### Problem to work on
Continue the text on the cross-cutting concepts in science teaching from the point where it stops.

### Text section
——————

In today’s ever-evolving educational landscape, science teachers are tasked with integrating complex concepts into their lesson plans while fostering active learning environments. The Cross-cutting concepts (CCCs), outlined by the Next Generation Science Standards (NGSS), are one of the essential tools we have to help us accomplish this.

These seven concepts are central to all the science content we teach. By integrating them consistently in the lesson plans we design for active learning, we can condition students to think more critically, make connections across different scientific disciplines, and apply their knowledge in real-world scenarios.

But how do we, as educators, effectively integrate these concepts into our science teaching practice?

This guide will explore each cross-cutting concept in detail, providing practical lesson planning strategies and prompts to use during delivery that will not only engage your students but also reveal the core ideas of the content you teach in an inquiry-based or discovery-based way.

If you’d rather watch or listen, I’ve got you covered on YouTube and via podcast:


What Are The Cross-Cutting Concepts?

Cross-cutting concepts are the lenses through which students can view and understand the natural world.

They act as a bridge between different scientific disciplines, allowing students to transfer their learning from one context to another. The NGSS identifies seven key cross-cutting concepts:

  1. Patterns
  2. Cause and Effect
  3. Scale, Proportion, and Quantity
  4. Systems and System Models
  5. Energy and Matter
  6. Structure and Function
  7. Stability and Change

The NGSS also assigns at least one cross-cutting concept to each standard, along with core ideas and science and engineering practices.

However, each of these seven concepts can encourage students to develop critical thinking skills that are essential not only in science but in everyday life. They are useful for all of us beyond the structure defined by the NGSS!

By building in the opportunity for students to explore as many of these tenants as possible, we can transform traditional (and boring!) passive learning lectures into active exploration experiences, making science more memorable and more meaningful for your students.

Let’s consider each of the seven concepts closely.


1. Patterns, The Foundation of Scientific Inquiry

Understanding Patterns in Science

Patterns are fundamental to and abounding within science because they represent regularities and trends that can be observed in nature.

By recognizing patterns, students can make predictions, identify relationships, and develop models that explain natural phenomena. This concept is especially useful in the early stages of scientific inquiry, where observation is key.

How To Plan For Patterns

When planning science lessons where patterns might best reveal the core idea of your content, consider the following options:

  • Lean On Observation Activities:
    • Start with simple observation tasks where students identify patterns in data or natural systems. For example, in a biology class, students might observe the growth patterns of plants under different light conditions.
  • Use Graphic Organizers For Observations:
    • Prepare artifact outlines that allow students to more easily see the trend or pattern involved with the core content idea. This helps them to see the regularities more clearly and to communicate their findings effectively.
  • Have Students Use Patterns To Make Predictions:
    • Ask students to predict future outcomes based on observed patterns once they identify them. This not only reinforces their understanding of the pattern and core content idea they’ve unearthed, but also challenges them to think critically so that they can use that information to solve related problems.

In this example from my chemistry curriculum, each student uses a computer simulation to build stable and unstable isotopes of a single atom.

——————

### Available data
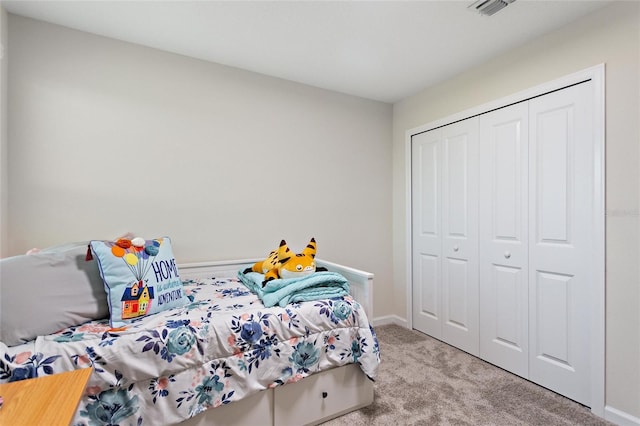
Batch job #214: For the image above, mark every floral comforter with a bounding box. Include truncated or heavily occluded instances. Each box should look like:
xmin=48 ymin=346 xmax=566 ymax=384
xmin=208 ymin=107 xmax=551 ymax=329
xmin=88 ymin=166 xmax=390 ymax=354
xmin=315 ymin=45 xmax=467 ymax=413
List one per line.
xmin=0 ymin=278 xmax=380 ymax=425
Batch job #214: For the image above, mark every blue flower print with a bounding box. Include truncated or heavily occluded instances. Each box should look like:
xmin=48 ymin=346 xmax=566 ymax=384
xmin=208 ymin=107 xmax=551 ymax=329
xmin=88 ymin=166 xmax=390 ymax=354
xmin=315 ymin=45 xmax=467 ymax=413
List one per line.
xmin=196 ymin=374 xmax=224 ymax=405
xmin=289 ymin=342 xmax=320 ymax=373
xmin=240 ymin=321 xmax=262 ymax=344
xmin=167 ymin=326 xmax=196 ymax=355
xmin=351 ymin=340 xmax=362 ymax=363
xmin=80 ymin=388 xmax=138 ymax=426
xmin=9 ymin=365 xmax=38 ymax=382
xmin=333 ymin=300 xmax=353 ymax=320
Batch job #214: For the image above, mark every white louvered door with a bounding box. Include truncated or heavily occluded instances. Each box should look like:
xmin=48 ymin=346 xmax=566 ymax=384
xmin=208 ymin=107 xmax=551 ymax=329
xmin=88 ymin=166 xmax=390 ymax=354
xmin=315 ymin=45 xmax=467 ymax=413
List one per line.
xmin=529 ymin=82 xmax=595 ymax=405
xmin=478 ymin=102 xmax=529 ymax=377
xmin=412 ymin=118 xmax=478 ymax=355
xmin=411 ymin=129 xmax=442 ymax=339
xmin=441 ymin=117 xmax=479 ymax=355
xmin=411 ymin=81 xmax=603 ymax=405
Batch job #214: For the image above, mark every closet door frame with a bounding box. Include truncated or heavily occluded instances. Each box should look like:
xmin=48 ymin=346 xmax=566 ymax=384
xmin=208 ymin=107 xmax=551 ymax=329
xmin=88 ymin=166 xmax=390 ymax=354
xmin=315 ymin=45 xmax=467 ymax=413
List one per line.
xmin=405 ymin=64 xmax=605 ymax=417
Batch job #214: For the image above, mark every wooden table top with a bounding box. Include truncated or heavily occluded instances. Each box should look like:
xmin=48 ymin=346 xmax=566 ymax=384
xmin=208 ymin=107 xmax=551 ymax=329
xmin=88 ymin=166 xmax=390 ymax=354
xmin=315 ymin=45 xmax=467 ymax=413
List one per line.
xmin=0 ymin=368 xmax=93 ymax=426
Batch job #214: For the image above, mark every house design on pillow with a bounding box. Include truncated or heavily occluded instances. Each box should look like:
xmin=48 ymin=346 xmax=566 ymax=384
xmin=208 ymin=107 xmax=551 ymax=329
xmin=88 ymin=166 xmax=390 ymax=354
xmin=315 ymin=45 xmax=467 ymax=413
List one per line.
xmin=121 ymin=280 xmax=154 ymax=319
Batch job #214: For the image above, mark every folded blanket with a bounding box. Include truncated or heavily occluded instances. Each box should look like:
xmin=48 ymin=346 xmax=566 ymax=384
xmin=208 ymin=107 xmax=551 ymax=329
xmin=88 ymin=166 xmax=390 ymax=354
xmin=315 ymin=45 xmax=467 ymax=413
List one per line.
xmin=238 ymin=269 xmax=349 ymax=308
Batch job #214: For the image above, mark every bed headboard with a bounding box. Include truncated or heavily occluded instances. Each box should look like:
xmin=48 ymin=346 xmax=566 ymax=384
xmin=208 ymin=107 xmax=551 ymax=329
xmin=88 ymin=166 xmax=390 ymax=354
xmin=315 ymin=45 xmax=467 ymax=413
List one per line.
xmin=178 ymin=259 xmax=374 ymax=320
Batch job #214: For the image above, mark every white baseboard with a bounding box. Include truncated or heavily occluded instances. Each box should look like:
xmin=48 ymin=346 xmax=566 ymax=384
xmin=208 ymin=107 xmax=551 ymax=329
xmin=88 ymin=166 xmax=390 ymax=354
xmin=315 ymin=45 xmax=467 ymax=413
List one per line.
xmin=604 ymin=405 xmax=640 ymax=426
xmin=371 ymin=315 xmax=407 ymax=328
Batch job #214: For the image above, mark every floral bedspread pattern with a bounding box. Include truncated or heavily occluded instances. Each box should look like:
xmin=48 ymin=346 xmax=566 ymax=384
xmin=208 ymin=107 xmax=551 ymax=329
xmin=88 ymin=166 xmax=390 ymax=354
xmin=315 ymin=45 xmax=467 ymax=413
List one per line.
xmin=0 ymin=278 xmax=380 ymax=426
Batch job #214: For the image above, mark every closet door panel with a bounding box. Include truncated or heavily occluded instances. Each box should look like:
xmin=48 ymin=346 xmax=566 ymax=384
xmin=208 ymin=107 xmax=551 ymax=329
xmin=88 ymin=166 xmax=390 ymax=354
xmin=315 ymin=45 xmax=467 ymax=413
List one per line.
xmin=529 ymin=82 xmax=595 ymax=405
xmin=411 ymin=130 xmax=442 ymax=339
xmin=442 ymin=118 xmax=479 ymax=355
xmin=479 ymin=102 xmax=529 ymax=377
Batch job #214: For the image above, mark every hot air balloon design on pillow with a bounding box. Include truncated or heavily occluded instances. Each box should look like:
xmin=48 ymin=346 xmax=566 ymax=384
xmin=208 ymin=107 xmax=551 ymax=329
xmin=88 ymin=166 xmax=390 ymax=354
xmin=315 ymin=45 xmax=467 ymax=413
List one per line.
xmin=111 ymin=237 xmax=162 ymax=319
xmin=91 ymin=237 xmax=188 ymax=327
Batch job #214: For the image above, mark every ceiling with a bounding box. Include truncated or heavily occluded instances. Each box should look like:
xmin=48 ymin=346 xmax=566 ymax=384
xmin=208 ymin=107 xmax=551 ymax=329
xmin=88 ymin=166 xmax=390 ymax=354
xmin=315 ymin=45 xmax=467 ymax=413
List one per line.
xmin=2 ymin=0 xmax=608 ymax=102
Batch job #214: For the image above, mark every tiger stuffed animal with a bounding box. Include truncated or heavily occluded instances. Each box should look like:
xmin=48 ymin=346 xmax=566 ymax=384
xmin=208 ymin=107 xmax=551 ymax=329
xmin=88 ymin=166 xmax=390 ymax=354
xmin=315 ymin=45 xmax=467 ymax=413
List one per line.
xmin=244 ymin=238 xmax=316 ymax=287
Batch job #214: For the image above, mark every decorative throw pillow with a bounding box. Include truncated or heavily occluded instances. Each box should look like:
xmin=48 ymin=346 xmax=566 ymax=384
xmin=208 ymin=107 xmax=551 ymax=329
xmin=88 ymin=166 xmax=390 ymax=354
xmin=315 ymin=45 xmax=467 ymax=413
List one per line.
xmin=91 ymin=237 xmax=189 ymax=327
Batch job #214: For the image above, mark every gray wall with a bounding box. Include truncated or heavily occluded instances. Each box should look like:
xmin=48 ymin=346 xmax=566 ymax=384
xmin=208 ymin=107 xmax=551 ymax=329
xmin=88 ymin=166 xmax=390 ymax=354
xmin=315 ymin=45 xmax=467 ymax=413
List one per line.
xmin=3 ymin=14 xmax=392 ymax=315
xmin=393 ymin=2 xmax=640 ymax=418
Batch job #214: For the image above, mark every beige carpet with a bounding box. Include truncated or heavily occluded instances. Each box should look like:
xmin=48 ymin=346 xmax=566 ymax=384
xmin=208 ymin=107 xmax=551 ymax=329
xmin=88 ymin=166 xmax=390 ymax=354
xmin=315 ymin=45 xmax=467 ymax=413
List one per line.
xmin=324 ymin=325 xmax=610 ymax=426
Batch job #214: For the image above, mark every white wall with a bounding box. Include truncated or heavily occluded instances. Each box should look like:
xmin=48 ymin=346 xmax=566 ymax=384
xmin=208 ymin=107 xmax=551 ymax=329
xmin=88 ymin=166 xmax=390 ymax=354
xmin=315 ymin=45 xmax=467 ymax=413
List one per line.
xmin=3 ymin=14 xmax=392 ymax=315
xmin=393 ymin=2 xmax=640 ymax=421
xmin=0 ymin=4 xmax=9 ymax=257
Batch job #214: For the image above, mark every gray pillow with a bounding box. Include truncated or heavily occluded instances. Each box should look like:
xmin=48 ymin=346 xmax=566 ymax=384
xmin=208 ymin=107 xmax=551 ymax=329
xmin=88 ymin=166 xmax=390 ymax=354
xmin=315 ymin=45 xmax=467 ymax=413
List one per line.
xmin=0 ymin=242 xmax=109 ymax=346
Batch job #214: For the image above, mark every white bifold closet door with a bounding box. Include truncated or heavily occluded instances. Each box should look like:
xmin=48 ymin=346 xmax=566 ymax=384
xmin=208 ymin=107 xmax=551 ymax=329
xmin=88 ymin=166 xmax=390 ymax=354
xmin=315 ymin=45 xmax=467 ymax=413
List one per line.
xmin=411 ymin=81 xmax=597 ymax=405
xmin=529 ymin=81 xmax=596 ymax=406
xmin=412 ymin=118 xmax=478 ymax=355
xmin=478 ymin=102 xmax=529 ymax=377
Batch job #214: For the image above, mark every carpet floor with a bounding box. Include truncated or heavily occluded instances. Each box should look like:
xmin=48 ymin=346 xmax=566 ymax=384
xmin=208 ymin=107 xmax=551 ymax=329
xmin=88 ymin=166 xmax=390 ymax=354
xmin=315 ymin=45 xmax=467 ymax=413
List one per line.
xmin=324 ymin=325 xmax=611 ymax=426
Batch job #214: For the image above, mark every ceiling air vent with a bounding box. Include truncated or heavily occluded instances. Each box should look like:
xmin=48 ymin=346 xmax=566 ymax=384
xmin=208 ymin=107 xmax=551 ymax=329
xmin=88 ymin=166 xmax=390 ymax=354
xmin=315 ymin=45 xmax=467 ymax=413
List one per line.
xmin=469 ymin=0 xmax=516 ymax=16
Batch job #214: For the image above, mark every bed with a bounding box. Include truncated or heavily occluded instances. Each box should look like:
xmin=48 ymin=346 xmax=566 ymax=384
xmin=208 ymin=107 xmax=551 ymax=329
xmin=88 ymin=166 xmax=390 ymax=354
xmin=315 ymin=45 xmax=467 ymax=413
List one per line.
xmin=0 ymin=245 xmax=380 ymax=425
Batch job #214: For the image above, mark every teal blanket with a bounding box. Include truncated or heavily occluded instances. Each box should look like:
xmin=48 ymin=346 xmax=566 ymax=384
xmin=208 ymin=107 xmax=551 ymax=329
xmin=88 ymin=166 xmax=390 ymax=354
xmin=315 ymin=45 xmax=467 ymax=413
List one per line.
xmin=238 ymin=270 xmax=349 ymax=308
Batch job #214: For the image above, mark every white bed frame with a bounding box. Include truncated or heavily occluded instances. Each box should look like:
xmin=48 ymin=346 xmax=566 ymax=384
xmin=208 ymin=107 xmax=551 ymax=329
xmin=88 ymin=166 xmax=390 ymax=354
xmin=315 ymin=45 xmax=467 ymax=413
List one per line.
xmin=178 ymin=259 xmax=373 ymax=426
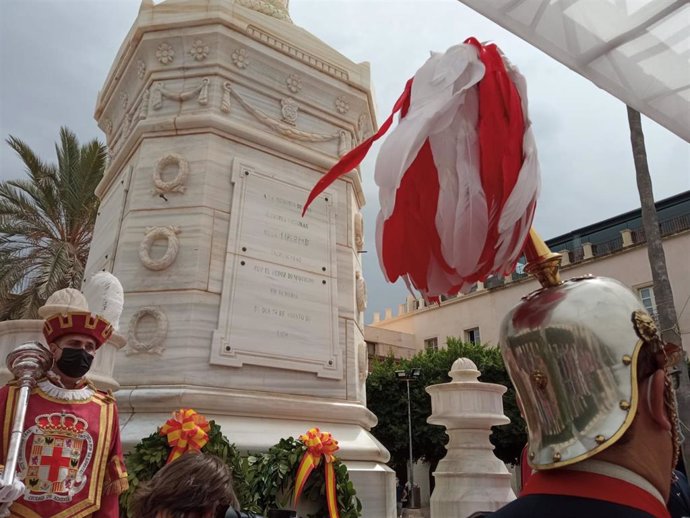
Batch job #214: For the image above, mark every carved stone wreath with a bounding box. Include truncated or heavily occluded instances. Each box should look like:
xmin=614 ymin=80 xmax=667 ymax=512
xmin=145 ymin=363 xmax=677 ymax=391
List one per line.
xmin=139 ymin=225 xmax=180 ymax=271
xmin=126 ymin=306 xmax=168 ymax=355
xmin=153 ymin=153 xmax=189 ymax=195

——————

### Exercise response
When all the students in a small group contribute their stable isotope data to a shared graphic organizer (setup in a simple Google spreadsheet), I’m able to ask specific questions that require them to identify patterns like how the number of protons in various isotopes of a single atom stays the same but all other properties change with the number of neutrons.

This question and answer segment of the lesson represents data-dependent analysis that is a critical step in the practice of science as we seek to learn and apply new information.

Pattern-Related Questions You Can Use

  • What patterns do you observe in the data?
  • Can you identify any regularities or recurring trends?
  • How can we represent these patterns visually or mathematically?
  • What predictions can we make based on the observed patterns?

2. Cause and Effect: Exploring Relationships in Science

The Importance of Cause and Effect

Cause and effect is a critical concept in science because it helps students understand the relationships between different events and phenomena.

By identifying causes and their effects, students can build a deeper understanding of how the world works, from the cellular level to the cosmic scale.

Practical Applications in the Classroom

To integrate cause and effect into your teaching, try these approaches:

  • Ensure Students Control Outcomes:
    • Have students control experiments in which they manipulate one variable to observe its effect on another. This can also be accomplished from video content when the cause is microscopic (or smaller!) and the effect is macroscopic.
      • For example, in biology, students would not be able to observe directly the cause and effect relationship between genotypes and phenotypes.
      • In chemistry, similarly, without a virtual simulation or animated option, students could not otherwise cite specific evidence to connect the degree of intermolecular attraction between molecules or atoms to the shapes adopted by specific states of matter (or lack thereof).
  • Include Text-Based Case Studies:
    • Use real-world examples and published articles to inform cause and effect. For instance, in an environmental science class, students might study the impact of pollution on local ecosystems.
  • Prompt Discussion and Debate:
    • Engage students in discussions where they explore alternative explanations for observed phenomena. This encourages them to consider multiple perspectives.

Cause and Effect Questions You Can Use

  • What factors or variables are influencing the outcomes?
  • How can we determine the relationships between phenomena?
  • What evidence supports that this cause led to this effect?
  • Are there any alternative explanations?

3. Scale, Proportion, and Quantity: Making Sense of Measurements

Why Scale, Proportion, and Quantity Matter

Understanding scale, proportion, and quantity is essential for students as they engage with scientific concepts that involve detailed measurements as in the physical sciences.

This concept helps students to grasp the relative size of objects, the importance of accurate measurements, and how changes in scale can impact the behavior of systems.

Strategies for Teaching Scale, Proportion, and Quantity

  • Make and Use Meaningful Models:
    • Many concepts within the science content we teach is intangible. Some of it is too small to measure directly, like atoms and cells, while some is too large to measure, like planets. In astronomy and planetary sciences, specifically, the distance of objects from our eyes makes our understanding of their size even more unlikely!
    • Here, we can tap into technology so that our students can make quality comparisons to better discern the gravity of scale, proportion and quantity.
  • Do The Math:
    • Unit conversion makes it possible to better conceptualize extremes of size and quantity, while graphed data allows us to visualize proportions and size/quantity relationships. This is also an interdisciplinary task that reinforces math skills!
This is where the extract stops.